Mass shooting in Bangkok, Thailand

On 28 July 2025, at 12:31 ICT (UTC+7), a mass shooting occurred at the Or Tor Kor Market (ตลาด อ.ต.ก., ) in Bangkok, Thailand.

A gunman opened fire on people at the market near a donation center, killing four security guards and a vendor and injuring two women. The gunman died of a self-inflicted gunshot wound.

== Background ==
Gun ownership rates in Thailand are relatively high for Southeast Asia. Thailand has the highest civilian gun ownership rate in Southeast Asia. Specifically, it has a rate of 15.1 guns per 100 people. Estimates put the number civilian gun owners in the country at more than 10.34 million, while only 6.22 million guns are legally registered. Thailand also has the highest number of gun homicides in Southeast Asia, almost 50 percent more gun homicides than the Philippines. While Thailand has fairly restrictive laws on gun ownership, gun violence is not unusual and the nation has experienced several deadly mass shootings in recent years.

Or Tor Kor Market is a large fresh market in Bangkok's Bang Sue district and is located opposite to the Chatuchak Weekend Market.

On 26 July 2025, Kanthat Pongpaiboonwet opened a donation center for supplies and dried food at the Or Tor Kor Market to send to evacuation centers, as well as to soldiers and police officers on duty during the border clashes between Thailand and Cambodia.

== Incident ==
The perpetrator hijacked a taxi near SC Park, forcing the driver at gunpoint to drive him to Or Tor Kor Market. They parked near Gate 1 at the market, where the perpetrator exited the vehicle and opened fire on security guards, killing three of them at approximately 12:31 ICT.

After shooting the guards, the perpetrator entered a building to find a security guard named "Mr. Nan" who he had an ongoing conflict with after a 2020 incident. When he found Mr. Nan, the perpetrator shot him multiple times, killing him. He then started to chase and shoot at other security guards from the building into the market, causing the death of one market vendor and injuring two women.

__QUESTIONS__
**a)** From the article about the Bangkok market shooting, repeat the passage between "A gunman opened" and "in recent years.", inclusive.
**b)** According to the article about the Bangkok market shooting, which Bangkok district is Or Tor Kor Market in?
**c)** Write the next part of the article about the Bangkok market shooting, picking up after its last sentence.

__RECORDS SHOWN__
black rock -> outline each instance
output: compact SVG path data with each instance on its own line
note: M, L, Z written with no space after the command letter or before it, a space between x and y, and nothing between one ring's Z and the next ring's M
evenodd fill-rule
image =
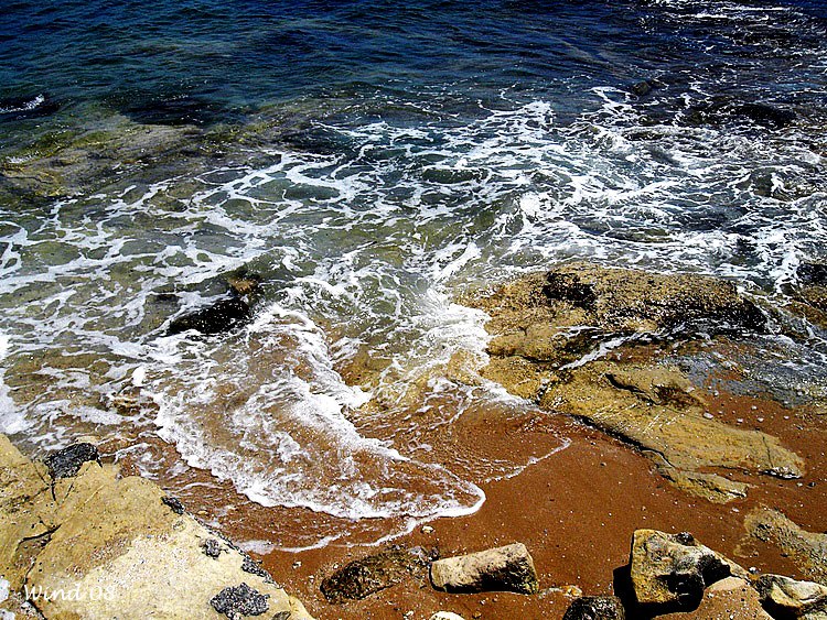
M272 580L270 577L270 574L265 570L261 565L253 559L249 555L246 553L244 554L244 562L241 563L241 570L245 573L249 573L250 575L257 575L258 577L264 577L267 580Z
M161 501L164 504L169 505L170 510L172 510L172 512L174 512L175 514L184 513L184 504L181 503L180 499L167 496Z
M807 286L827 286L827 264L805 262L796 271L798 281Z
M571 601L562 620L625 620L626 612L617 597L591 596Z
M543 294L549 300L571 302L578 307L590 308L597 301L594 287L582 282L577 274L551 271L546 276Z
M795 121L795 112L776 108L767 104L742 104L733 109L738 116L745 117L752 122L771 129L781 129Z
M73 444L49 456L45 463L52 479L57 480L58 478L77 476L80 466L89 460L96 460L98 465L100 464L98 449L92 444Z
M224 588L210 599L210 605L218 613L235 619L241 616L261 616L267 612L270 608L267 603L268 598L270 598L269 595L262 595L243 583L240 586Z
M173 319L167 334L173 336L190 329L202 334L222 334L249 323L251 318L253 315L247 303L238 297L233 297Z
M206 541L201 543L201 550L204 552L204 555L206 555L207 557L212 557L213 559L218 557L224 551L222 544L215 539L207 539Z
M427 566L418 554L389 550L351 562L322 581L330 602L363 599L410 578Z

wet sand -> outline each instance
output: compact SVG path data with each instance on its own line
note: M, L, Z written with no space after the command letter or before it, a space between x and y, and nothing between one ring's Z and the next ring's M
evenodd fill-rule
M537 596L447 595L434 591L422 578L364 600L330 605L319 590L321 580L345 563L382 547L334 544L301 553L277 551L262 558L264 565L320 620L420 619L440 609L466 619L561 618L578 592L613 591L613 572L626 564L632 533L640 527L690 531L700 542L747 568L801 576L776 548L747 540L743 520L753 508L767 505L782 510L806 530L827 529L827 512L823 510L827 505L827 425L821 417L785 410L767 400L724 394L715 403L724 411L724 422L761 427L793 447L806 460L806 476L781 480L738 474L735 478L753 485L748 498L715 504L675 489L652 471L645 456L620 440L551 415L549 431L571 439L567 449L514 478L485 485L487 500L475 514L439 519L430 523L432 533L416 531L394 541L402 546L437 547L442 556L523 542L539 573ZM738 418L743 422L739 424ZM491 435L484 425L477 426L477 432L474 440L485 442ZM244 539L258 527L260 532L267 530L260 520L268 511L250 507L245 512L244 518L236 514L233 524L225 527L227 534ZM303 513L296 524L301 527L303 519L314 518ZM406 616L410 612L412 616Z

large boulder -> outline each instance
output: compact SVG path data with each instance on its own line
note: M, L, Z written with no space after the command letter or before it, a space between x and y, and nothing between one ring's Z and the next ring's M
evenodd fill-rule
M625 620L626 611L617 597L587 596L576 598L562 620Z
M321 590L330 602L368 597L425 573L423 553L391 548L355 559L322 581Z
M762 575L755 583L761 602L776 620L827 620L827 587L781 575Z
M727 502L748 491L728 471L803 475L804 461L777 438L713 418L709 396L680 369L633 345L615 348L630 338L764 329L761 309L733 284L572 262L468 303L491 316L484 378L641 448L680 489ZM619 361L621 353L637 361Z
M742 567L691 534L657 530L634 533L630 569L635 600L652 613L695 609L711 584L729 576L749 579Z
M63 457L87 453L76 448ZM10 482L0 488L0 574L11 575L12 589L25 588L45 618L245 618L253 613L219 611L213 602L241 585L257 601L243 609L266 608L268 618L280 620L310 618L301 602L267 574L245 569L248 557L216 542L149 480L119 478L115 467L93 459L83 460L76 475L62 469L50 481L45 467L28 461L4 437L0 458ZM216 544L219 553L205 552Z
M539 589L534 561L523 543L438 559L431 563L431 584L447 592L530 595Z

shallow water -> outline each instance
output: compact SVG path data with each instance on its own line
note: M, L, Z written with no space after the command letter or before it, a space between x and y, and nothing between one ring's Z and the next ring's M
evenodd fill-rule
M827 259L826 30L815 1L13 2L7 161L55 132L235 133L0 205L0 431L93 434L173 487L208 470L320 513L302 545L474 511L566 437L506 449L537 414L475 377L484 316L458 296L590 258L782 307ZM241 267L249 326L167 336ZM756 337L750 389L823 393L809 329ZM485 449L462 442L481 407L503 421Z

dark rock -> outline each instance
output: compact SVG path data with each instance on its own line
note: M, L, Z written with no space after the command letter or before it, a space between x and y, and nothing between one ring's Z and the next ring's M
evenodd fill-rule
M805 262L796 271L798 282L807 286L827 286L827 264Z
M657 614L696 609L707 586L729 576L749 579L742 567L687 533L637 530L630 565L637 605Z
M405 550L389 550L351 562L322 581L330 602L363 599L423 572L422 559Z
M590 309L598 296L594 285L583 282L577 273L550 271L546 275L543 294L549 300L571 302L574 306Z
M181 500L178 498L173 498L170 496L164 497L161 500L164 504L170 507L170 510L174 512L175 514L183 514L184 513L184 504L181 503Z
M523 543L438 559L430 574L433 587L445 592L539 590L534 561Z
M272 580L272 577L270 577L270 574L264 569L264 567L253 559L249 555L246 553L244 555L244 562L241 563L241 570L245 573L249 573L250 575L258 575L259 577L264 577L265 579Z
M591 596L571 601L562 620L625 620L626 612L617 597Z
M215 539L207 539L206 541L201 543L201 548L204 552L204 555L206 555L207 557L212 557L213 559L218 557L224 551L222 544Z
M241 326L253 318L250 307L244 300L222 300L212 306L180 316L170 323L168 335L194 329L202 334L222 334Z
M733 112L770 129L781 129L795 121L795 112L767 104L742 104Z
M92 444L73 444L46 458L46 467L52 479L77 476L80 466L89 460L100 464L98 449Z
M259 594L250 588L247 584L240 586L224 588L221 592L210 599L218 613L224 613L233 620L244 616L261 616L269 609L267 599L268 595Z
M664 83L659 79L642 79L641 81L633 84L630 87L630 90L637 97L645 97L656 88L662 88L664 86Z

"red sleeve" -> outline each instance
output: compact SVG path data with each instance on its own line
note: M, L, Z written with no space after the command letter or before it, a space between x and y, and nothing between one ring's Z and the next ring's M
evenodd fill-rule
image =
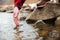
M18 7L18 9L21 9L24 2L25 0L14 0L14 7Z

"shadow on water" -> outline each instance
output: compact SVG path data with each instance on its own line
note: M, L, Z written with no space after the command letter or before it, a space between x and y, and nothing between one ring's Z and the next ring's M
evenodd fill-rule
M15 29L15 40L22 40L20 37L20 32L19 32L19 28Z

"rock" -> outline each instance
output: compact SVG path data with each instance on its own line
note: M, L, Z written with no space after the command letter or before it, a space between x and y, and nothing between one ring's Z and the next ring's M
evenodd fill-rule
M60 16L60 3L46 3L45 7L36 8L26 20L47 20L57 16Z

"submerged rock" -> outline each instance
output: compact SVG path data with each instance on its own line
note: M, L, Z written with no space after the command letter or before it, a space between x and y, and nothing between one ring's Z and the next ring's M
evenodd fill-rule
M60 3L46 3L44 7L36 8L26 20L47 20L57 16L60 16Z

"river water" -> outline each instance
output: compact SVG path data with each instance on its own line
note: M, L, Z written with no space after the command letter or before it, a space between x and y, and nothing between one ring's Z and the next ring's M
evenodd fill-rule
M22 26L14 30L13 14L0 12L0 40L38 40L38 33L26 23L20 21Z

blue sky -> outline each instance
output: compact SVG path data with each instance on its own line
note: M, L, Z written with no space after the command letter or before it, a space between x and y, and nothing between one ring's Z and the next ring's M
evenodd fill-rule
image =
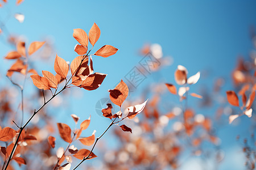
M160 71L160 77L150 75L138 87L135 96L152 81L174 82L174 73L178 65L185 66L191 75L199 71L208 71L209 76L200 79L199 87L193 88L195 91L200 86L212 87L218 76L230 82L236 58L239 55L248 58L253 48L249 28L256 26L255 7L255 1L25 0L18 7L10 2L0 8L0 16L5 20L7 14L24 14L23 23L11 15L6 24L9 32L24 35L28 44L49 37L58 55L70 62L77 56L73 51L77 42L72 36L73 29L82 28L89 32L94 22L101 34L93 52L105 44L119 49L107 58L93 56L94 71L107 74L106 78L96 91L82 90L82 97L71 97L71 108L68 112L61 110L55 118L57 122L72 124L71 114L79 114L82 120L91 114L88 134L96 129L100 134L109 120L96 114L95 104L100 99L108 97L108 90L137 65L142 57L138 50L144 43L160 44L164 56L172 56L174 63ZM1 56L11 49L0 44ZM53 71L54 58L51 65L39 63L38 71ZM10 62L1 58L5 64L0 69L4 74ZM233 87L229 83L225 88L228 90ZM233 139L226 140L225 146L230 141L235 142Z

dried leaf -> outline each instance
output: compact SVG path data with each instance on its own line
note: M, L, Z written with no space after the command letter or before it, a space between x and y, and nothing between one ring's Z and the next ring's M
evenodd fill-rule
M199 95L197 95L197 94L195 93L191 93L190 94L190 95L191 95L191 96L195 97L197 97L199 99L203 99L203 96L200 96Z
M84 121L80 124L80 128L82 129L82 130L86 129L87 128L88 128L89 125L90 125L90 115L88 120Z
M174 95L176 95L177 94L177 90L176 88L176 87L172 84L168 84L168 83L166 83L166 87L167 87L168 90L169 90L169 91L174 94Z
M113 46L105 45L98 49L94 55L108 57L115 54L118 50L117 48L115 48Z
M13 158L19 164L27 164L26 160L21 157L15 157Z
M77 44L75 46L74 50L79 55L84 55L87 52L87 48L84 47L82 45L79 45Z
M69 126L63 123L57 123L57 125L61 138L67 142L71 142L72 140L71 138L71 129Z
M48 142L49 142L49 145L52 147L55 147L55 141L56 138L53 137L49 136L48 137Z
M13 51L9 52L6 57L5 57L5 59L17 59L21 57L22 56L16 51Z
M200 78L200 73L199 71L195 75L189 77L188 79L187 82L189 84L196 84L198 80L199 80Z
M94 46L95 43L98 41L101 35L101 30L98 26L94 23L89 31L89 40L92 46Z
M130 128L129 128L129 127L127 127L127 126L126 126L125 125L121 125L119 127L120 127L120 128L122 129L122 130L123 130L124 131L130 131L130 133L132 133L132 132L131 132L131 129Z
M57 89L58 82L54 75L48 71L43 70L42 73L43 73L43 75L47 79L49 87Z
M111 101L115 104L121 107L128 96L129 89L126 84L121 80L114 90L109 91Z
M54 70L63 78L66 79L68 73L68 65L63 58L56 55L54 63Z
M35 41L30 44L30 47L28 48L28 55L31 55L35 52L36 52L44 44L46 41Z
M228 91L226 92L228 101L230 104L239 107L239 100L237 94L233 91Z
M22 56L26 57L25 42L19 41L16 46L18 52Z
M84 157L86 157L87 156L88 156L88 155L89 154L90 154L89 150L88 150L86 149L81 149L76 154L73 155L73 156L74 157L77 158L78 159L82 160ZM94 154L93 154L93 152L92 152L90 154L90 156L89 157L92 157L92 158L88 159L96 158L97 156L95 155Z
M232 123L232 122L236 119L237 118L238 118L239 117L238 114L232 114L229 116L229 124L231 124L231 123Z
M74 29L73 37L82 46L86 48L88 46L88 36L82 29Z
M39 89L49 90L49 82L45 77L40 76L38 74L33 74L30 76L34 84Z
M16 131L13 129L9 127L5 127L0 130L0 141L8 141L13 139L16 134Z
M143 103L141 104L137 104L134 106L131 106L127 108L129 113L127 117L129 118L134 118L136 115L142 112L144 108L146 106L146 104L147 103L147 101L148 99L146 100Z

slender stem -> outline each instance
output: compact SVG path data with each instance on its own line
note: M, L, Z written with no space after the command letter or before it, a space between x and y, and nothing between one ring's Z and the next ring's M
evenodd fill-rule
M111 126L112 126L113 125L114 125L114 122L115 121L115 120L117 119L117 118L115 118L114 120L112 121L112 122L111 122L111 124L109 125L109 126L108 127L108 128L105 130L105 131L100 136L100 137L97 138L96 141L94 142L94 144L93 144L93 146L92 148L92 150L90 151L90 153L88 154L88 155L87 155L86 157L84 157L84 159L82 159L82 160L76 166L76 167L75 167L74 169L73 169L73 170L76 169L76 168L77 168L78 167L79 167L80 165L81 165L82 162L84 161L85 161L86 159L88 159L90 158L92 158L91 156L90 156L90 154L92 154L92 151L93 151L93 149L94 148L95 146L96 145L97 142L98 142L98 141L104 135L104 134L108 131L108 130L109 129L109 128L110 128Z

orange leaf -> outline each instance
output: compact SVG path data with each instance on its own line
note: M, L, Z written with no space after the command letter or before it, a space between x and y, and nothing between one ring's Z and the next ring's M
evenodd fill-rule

__ANSWERS PROVIDED__
**a)**
A gunman opened fire on people at the market near a donation center, killing four security guards and a vendor and injuring two women. The gunman died of a self-inflicted gunshot wound.

== Background ==
Gun ownership rates in Thailand are relatively high for Southeast Asia. Thailand has the highest civilian gun ownership rate in Southeast Asia. Specifically, it has a rate of 15.1 guns per 100 people. Estimates put the number civilian gun owners in the country at more than 10.34 million, while only 6.22 million guns are legally registered. Thailand also has the highest number of gun homicides in Southeast Asia, almost 50 percent more gun homicides than the Philippines. While Thailand has fairly restrictive laws on gun ownership, gun violence is not unusual and the nation has experienced several deadly mass shootings in recent years.

**b)** Bang Sue district

**c)**
The perpetrator proceeded to sit down on a bench and take his own life via a self-inflicted gunshot wound.

== Victims ==
Six people (including the perpetrator) were killed and two others were injured. The first three security guards killed in the attack were Mr. Wicha Saengdee (age 55), Mr. Preecha Chaiya (age 44) and Mr. Somsak Thetsatomya (age 51). The next fatality and the intended target was Mr. Anan Panchuen (age 55), followed by a vendor Ms. Charoenyanan Satyathanaroj (age 64) and the perpetrator.

The two injured vendors were taken to Phyathai 2 International Hospital.

== Perpetrator ==
The perpetrator was identified as Noi Praidaen (น้อย ไปรแดน), a 61-year-old resident of Khong district, Nakhon Ratchasima. Praidaen was a former employee of the market and had an ongoing conflict with a security guard named "Mr. Nan" at the market after an incident in 2020 in which he dropped off his wife to sell dried food at the market and parked his car there. Nan was then accused of slashing the vehicle. Praidaen's family claimed he had "no known history of violence" and were "unaware of any recent tensions".